# Given request:
Which lines in the entries contain the string "bench"? Pull out each one in full, treating case as significant.

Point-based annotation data
▬▬▬
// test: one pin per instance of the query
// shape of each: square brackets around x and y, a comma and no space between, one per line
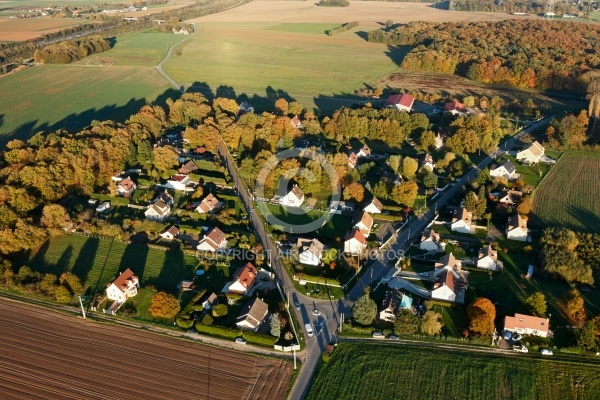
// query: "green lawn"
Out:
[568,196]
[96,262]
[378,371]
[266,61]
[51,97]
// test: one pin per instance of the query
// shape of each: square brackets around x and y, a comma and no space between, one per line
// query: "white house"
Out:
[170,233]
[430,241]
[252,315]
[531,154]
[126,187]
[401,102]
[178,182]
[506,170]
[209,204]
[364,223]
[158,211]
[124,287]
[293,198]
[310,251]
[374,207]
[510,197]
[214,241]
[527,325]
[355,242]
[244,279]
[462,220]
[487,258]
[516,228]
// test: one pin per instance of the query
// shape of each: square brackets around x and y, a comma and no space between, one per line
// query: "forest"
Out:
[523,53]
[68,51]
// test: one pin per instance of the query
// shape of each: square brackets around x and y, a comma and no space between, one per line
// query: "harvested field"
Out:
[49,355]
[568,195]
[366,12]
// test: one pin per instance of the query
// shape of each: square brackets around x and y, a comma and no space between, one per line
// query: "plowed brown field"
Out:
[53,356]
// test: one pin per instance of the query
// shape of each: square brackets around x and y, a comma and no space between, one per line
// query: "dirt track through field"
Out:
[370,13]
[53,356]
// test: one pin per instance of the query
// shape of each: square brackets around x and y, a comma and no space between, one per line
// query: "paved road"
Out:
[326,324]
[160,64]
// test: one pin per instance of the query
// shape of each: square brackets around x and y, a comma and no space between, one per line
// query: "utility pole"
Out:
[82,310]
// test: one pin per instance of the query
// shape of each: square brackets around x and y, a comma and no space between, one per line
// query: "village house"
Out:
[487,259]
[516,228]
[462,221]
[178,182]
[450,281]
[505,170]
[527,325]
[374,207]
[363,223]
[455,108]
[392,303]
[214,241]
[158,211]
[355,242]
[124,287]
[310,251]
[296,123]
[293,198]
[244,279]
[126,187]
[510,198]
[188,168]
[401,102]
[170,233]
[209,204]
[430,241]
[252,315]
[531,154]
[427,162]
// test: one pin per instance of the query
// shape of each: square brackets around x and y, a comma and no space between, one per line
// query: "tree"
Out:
▬▬▬
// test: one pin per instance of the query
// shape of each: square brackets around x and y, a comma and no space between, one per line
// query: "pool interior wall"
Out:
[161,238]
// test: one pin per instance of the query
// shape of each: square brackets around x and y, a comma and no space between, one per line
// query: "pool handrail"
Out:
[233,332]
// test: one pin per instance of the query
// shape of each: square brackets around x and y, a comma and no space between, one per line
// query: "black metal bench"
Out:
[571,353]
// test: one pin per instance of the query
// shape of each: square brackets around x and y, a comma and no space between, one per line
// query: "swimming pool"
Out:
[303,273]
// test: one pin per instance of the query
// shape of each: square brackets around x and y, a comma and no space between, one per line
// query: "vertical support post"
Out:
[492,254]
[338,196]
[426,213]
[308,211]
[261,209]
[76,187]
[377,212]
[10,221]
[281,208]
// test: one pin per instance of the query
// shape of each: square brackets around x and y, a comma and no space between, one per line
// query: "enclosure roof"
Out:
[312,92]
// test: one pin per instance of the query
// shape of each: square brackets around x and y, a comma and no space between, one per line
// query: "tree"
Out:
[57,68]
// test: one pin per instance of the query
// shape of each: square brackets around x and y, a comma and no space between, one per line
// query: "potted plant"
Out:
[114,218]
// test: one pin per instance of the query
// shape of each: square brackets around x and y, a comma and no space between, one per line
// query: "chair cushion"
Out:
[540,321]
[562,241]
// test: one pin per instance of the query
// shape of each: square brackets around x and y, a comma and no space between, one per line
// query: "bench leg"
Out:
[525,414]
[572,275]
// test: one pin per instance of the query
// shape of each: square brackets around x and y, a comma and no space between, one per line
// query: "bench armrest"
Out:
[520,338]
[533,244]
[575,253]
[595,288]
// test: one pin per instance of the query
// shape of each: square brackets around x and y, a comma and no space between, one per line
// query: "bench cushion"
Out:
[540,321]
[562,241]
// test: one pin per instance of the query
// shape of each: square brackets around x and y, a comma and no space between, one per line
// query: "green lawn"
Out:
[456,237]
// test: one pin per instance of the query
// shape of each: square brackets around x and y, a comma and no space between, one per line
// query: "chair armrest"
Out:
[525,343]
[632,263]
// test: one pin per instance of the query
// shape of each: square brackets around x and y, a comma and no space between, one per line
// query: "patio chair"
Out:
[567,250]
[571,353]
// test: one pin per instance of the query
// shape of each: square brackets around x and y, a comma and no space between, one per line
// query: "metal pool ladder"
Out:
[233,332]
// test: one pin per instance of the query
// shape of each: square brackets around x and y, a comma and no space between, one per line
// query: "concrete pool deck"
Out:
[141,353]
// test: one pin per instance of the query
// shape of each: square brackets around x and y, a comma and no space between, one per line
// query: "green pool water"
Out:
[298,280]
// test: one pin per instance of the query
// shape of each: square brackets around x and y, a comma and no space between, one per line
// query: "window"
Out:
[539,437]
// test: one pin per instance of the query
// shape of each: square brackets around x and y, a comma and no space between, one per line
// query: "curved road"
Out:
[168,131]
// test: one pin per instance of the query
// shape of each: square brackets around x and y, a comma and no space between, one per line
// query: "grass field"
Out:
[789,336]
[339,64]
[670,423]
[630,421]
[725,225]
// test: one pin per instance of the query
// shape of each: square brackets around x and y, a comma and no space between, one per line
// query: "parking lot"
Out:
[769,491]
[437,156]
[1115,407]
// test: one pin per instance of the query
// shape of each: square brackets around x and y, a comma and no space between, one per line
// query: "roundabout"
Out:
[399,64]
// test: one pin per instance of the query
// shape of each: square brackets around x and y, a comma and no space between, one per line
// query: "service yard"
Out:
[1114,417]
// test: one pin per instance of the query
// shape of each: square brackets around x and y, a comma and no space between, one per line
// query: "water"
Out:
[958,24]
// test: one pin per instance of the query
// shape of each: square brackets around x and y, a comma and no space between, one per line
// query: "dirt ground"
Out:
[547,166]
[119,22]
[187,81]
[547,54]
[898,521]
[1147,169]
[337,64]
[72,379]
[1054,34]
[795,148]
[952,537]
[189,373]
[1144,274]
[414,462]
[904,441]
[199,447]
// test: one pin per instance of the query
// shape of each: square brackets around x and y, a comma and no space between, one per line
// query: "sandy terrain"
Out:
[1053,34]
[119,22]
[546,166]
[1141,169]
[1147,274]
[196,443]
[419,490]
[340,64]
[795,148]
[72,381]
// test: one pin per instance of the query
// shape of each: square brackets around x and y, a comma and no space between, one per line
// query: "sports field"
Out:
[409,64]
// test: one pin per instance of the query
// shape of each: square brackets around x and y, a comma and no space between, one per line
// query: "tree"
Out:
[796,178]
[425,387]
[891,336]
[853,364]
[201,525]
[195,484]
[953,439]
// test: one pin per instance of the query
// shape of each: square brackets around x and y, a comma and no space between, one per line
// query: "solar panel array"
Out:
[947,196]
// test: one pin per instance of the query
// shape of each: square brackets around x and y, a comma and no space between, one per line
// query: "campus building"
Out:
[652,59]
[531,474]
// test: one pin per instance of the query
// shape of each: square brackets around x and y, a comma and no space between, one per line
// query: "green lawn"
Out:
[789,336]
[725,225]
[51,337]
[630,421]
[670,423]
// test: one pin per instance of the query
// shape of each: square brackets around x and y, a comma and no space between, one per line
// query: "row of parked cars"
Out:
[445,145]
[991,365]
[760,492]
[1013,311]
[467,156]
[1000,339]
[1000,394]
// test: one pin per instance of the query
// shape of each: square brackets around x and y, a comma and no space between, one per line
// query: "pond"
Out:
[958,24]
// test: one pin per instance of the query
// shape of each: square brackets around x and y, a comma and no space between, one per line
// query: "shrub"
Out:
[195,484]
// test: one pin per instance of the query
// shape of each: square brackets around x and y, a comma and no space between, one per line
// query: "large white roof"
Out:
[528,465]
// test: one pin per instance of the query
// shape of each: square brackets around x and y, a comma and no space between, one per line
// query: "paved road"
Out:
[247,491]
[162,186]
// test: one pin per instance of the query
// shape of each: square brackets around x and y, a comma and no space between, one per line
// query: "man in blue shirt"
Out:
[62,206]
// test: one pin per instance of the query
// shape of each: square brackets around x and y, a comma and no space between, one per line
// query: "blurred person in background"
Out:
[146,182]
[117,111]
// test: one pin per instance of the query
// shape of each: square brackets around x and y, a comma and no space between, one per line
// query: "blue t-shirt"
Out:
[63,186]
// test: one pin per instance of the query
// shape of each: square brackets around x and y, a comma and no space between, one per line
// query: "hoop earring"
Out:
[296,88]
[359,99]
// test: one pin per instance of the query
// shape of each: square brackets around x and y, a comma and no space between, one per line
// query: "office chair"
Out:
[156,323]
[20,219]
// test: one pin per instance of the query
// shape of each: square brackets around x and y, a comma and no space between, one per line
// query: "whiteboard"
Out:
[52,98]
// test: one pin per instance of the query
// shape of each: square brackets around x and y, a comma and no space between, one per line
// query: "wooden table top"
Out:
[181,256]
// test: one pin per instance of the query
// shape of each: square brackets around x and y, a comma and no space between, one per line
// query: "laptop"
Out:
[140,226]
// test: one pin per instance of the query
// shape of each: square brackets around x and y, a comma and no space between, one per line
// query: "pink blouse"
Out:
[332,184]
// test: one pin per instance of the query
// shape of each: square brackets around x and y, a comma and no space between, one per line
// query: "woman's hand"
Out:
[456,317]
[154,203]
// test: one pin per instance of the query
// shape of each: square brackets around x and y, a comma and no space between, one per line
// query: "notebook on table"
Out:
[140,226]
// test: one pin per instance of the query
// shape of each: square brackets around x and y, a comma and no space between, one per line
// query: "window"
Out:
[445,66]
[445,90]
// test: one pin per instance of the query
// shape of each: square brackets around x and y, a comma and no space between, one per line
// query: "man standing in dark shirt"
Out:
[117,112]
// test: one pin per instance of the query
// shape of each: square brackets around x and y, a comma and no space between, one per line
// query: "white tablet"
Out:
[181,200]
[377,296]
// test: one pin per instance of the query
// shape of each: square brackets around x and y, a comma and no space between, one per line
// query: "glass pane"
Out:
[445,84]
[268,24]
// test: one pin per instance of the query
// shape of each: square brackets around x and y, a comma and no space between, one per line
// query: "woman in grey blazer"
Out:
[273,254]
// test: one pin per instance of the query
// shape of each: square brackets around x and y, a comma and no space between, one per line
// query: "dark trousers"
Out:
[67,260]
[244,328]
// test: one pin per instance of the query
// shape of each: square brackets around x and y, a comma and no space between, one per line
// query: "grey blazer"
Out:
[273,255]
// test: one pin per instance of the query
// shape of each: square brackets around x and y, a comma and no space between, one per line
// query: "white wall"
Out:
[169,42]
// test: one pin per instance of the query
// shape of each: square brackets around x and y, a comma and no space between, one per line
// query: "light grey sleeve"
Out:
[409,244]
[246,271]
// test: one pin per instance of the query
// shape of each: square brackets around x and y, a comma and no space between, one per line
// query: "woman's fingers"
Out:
▬▬▬
# Response for this exercise:
// query: "black metal bench"
// query: "bench leg"
// query: "bench armrest"
// query: "bench cushion"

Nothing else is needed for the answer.